## Vorliegender Text
--

Kann man eine zunehmende Digitalisierung denn umgehen?
Voll: Die Digitalisierung ist nicht mehr zu umgehen, da sie schon weite Teile des Leistungsoptimierungsprozesses – gerade im außerpersonalen Rahmen – vereinnahmt hat und letzteren immer bedeutungsvoller werden lässt.
Aktuell schon liefern in der Formel 1 pro Rennwagen 200 Sensoren die unglaubliche Datenmenge von 250.000 Gigabyte, welche in Echtzeit verarbeitet werden und die optimalen Zeitfenster für Boxenstopps, Reifenwechsel oder potenzielle Überholmanöver berechnen. Wo bleibt hier die vom Fahrer allein verantwortete Leistung? Diesen Prozess der Digitalisierung rückgängig zu machen, gliche einem Kampf gegen Windmühlen. Denn auch (Medien-)Konsumierende haben sich schon so an die externen Leistungsgrößen und an die Lieferung spannender Daten und Analysen gewöhnt, dass die Sportindustrie nach anfänglichem Zögern bei der digitalen Transformation mittlerweile in den Angriffsmodus übergegangen ist.
Wohin jedoch ein solcher Prozess führen kann, zeigen aktuell schon entwickelte Nanobots. Hier werden Mikroroboter im Stoffwechsel implementiert, mit Hilfe derer Energie zugeführt oder Muskeln z.B. in entscheidenden Wettkampfsituationen stimuliert werden können.
Gerade hinsichtlich der Steuerung der Trainingsintensität, Regeneration und Verletzungsprävention sind Daten aber nicht per se schlecht. Worauf sollte aber bei der Datensammlung geachtet werden?

--

(Im Datensatz enthaltene Zeilen)

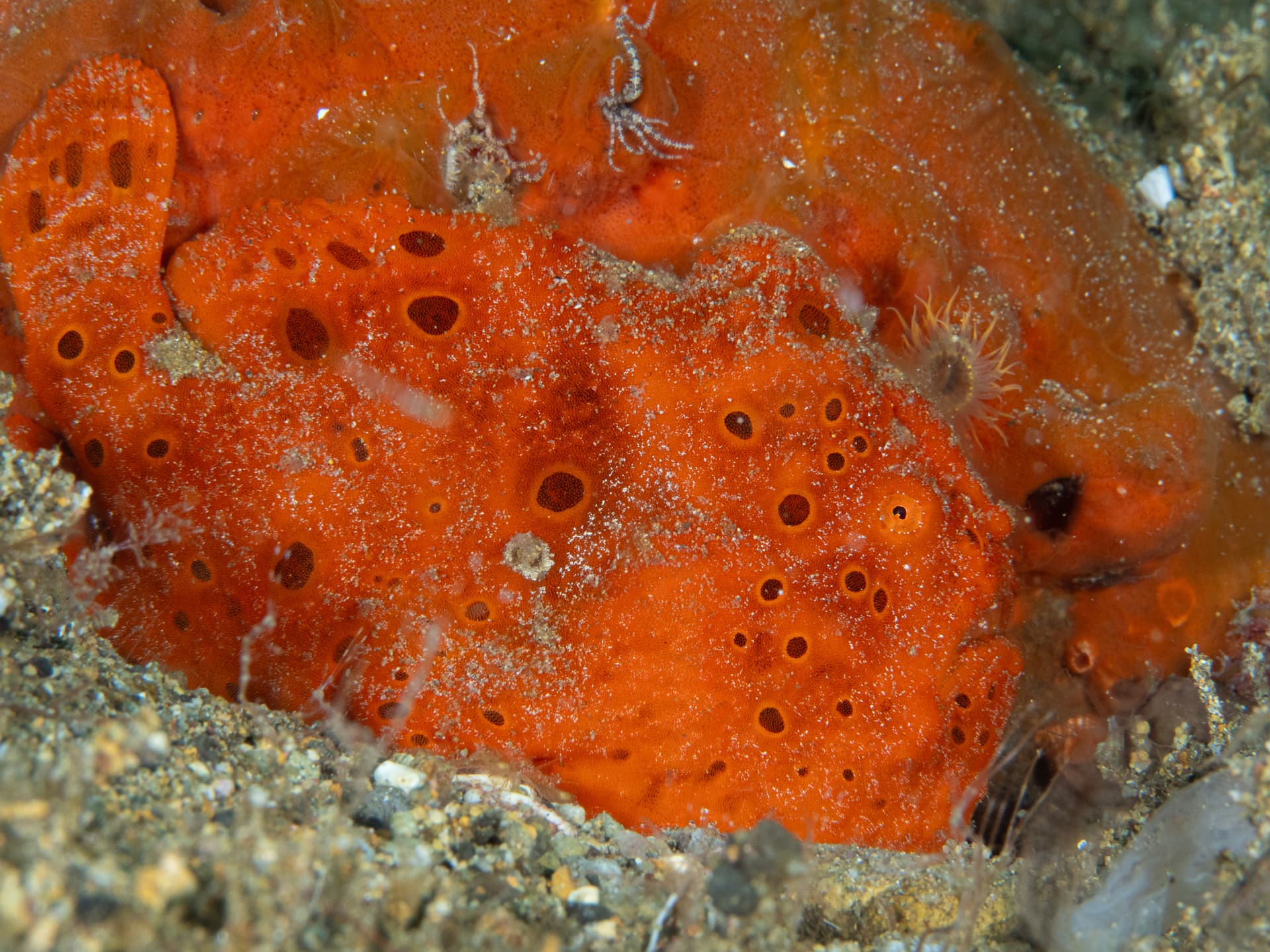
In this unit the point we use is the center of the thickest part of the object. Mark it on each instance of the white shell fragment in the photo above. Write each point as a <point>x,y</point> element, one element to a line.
<point>1158,188</point>
<point>394,775</point>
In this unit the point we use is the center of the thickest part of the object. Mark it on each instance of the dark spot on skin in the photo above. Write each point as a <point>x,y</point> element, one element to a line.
<point>1052,504</point>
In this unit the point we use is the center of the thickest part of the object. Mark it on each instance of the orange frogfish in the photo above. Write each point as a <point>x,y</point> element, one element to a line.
<point>705,542</point>
<point>676,542</point>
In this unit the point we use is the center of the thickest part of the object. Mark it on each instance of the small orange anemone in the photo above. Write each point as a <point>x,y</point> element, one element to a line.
<point>952,365</point>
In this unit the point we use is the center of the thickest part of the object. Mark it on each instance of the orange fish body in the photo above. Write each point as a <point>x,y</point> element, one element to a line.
<point>904,146</point>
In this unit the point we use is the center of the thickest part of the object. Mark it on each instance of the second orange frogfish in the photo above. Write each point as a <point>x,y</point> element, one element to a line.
<point>683,545</point>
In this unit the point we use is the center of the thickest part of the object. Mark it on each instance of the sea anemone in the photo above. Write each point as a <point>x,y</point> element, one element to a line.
<point>952,365</point>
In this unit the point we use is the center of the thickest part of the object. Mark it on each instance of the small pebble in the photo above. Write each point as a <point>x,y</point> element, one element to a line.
<point>730,891</point>
<point>585,895</point>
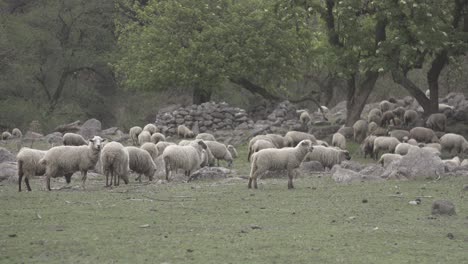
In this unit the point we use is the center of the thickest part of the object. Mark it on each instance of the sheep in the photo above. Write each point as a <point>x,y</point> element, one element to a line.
<point>115,162</point>
<point>233,151</point>
<point>328,156</point>
<point>68,159</point>
<point>134,132</point>
<point>220,152</point>
<point>386,144</point>
<point>156,137</point>
<point>72,139</point>
<point>399,134</point>
<point>188,158</point>
<point>338,140</point>
<point>410,117</point>
<point>388,158</point>
<point>437,122</point>
<point>16,133</point>
<point>144,137</point>
<point>360,130</point>
<point>292,138</point>
<point>454,144</point>
<point>205,136</point>
<point>185,132</point>
<point>141,162</point>
<point>278,159</point>
<point>425,135</point>
<point>6,135</point>
<point>151,128</point>
<point>28,165</point>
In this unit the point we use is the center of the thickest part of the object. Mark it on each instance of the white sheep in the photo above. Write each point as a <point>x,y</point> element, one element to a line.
<point>28,165</point>
<point>134,132</point>
<point>385,144</point>
<point>328,156</point>
<point>141,162</point>
<point>156,137</point>
<point>115,163</point>
<point>69,159</point>
<point>454,144</point>
<point>144,137</point>
<point>220,152</point>
<point>189,158</point>
<point>278,159</point>
<point>338,140</point>
<point>72,139</point>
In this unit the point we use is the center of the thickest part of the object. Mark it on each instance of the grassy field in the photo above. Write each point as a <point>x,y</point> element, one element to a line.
<point>224,222</point>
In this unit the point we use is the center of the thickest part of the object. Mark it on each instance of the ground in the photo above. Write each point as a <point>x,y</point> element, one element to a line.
<point>224,222</point>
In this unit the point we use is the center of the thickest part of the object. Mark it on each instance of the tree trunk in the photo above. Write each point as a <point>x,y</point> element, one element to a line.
<point>201,95</point>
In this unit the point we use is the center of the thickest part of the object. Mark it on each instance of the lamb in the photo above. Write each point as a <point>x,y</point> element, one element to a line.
<point>205,136</point>
<point>410,117</point>
<point>386,144</point>
<point>16,133</point>
<point>141,162</point>
<point>388,158</point>
<point>425,135</point>
<point>188,158</point>
<point>292,138</point>
<point>328,157</point>
<point>69,159</point>
<point>151,128</point>
<point>454,144</point>
<point>115,163</point>
<point>144,137</point>
<point>279,159</point>
<point>28,165</point>
<point>72,139</point>
<point>437,122</point>
<point>220,152</point>
<point>134,132</point>
<point>156,137</point>
<point>360,130</point>
<point>338,140</point>
<point>185,132</point>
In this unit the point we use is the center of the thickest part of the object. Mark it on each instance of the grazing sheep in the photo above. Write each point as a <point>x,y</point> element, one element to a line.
<point>385,144</point>
<point>338,140</point>
<point>151,128</point>
<point>360,130</point>
<point>425,135</point>
<point>399,134</point>
<point>220,152</point>
<point>278,159</point>
<point>189,158</point>
<point>437,122</point>
<point>28,165</point>
<point>134,132</point>
<point>144,137</point>
<point>69,159</point>
<point>72,139</point>
<point>115,163</point>
<point>156,137</point>
<point>454,144</point>
<point>185,132</point>
<point>205,136</point>
<point>141,162</point>
<point>328,156</point>
<point>388,158</point>
<point>410,117</point>
<point>16,133</point>
<point>6,135</point>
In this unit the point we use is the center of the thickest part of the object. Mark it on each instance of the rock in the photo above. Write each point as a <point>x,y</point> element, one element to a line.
<point>90,128</point>
<point>443,207</point>
<point>6,155</point>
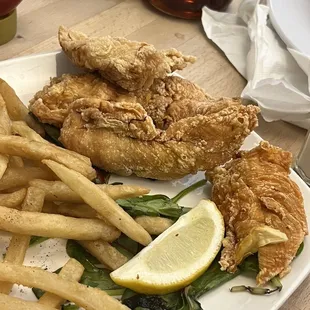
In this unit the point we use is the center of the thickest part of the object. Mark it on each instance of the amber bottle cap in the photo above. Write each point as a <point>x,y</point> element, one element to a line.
<point>8,26</point>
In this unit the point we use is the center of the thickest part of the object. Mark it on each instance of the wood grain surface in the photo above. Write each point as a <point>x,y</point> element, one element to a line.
<point>38,22</point>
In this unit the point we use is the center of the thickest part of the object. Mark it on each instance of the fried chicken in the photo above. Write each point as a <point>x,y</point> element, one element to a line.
<point>52,104</point>
<point>254,191</point>
<point>166,101</point>
<point>129,64</point>
<point>121,137</point>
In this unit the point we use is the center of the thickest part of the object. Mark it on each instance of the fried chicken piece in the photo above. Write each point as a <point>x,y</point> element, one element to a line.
<point>253,191</point>
<point>128,143</point>
<point>168,100</point>
<point>52,104</point>
<point>129,64</point>
<point>171,99</point>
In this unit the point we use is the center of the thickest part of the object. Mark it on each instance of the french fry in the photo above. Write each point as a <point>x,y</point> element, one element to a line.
<point>71,209</point>
<point>87,297</point>
<point>10,303</point>
<point>5,129</point>
<point>15,162</point>
<point>16,109</point>
<point>71,271</point>
<point>105,253</point>
<point>154,225</point>
<point>19,146</point>
<point>59,191</point>
<point>55,226</point>
<point>19,244</point>
<point>22,129</point>
<point>20,177</point>
<point>14,199</point>
<point>100,202</point>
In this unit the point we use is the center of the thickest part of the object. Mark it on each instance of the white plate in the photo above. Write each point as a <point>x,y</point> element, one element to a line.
<point>291,19</point>
<point>29,74</point>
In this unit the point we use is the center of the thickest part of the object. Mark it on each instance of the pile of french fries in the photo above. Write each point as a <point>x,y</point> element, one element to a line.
<point>47,191</point>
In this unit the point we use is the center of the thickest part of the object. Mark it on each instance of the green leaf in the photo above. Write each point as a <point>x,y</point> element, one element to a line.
<point>158,205</point>
<point>128,244</point>
<point>212,278</point>
<point>37,240</point>
<point>151,205</point>
<point>92,275</point>
<point>38,292</point>
<point>77,252</point>
<point>174,301</point>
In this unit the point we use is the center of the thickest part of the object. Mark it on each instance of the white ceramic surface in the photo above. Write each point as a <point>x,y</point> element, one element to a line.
<point>28,75</point>
<point>291,19</point>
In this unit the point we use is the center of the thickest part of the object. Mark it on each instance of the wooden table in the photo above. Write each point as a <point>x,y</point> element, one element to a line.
<point>38,23</point>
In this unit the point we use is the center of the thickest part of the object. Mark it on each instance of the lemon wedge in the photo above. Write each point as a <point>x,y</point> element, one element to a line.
<point>178,256</point>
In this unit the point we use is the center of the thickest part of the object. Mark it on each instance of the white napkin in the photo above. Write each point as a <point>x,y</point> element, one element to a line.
<point>278,77</point>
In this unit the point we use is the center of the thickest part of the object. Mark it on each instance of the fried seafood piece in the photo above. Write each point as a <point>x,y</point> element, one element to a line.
<point>52,104</point>
<point>166,101</point>
<point>171,99</point>
<point>129,64</point>
<point>253,192</point>
<point>121,137</point>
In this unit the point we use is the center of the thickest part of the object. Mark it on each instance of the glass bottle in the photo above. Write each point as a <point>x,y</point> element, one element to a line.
<point>189,9</point>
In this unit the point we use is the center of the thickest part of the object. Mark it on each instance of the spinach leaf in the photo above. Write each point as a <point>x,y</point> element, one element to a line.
<point>187,190</point>
<point>186,299</point>
<point>38,292</point>
<point>212,278</point>
<point>93,276</point>
<point>158,205</point>
<point>77,252</point>
<point>152,205</point>
<point>128,244</point>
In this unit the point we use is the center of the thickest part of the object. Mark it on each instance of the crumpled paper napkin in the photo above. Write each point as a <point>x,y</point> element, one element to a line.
<point>278,77</point>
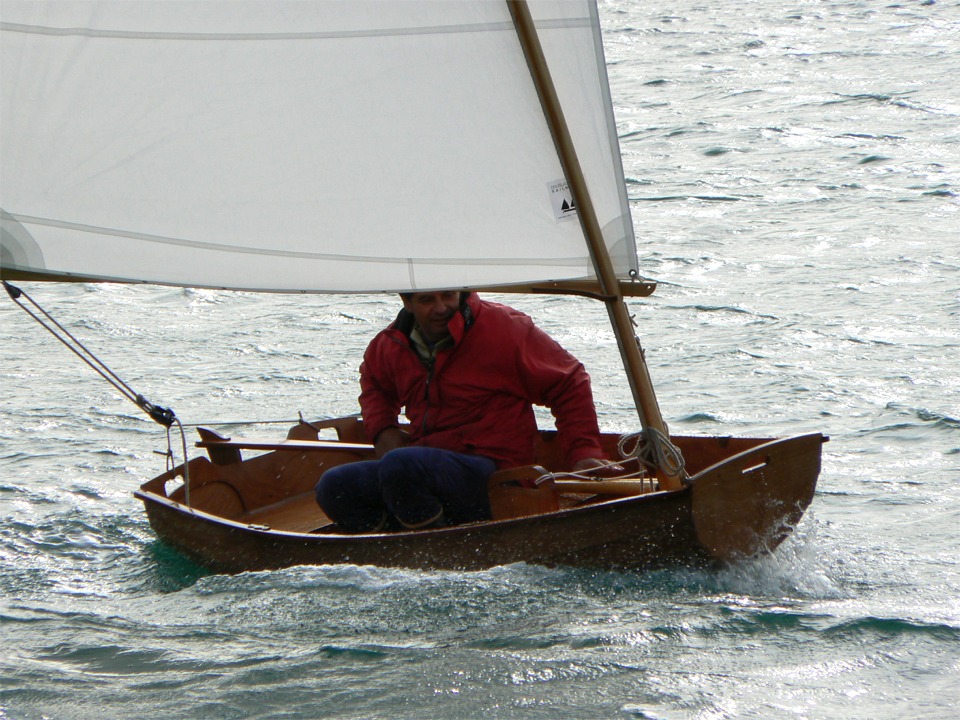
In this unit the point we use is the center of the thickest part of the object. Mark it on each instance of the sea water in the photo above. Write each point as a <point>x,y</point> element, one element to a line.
<point>794,177</point>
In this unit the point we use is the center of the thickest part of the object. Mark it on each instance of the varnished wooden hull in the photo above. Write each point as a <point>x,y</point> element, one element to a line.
<point>743,503</point>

--

## Durchzuführende Aufgaben
A - Schreib den Abschnitt des Textes zur Digitalisierung im Sport neu und ersetze dabei "Rennwagen" durch "Fahrzeug". Beginne bei den Worten "Aktuell schon liefern" und höre nach "Angriffsmodus übergegangen ist." auf.
B - Wie lautet der Satz „Wo bleibt hier die vom Fahrer allein verantwortete Leistung?“ aus dem Text zur Digitalisierung im Sport auf Englisch?

## Erwartete Ausgaben
A -
Aktuell schon liefern in der Formel 1 pro Fahrzeug 200 Sensoren die unglaubliche Datenmenge von 250.000 Gigabyte, welche in Echtzeit verarbeitet werden und die optimalen Zeitfenster für Boxenstopps, Reifenwechsel oder potenzielle Überholmanöver berechnen. Wo bleibt hier die vom Fahrer allein verantwortete Leistung? Diesen Prozess der Digitalisierung rückgängig zu machen, gliche einem Kampf gegen Windmühlen. Denn auch (Medien-)Konsumierende haben sich schon so an die externen Leistungsgrößen und an die Lieferung spannender Daten und Analysen gewöhnt, dass die Sportindustrie nach anfänglichem Zögern bei der digitalen Transformation mittlerweile in den Angriffsmodus übergegangen ist.

B - Where does that leave the performance for which the driver alone is responsible?